■ **PROBLEM**: Among these entries, how many lines have the string "Sample" in them? Only the number is needed.

■ **Natural-language object grounding data**:

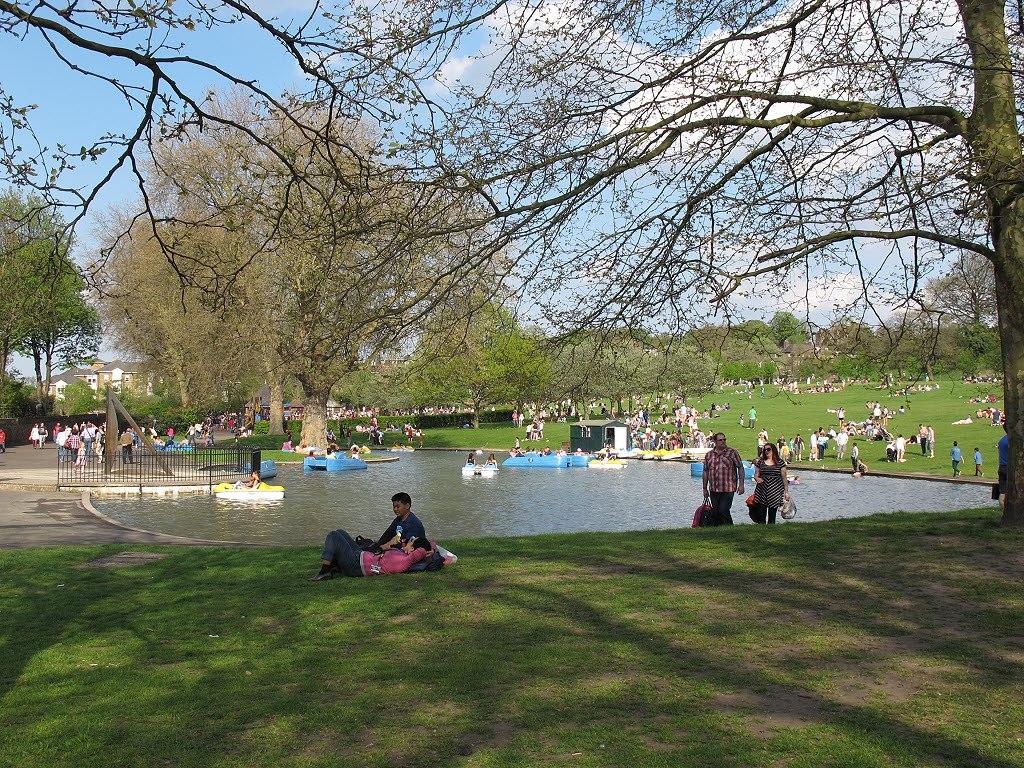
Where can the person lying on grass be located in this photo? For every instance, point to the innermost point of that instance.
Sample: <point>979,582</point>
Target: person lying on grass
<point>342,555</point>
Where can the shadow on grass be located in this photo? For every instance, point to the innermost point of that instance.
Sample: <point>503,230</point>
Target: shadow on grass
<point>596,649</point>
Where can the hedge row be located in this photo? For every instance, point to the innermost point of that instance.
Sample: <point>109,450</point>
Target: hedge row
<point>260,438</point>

■ **FINISHED TASK**: 3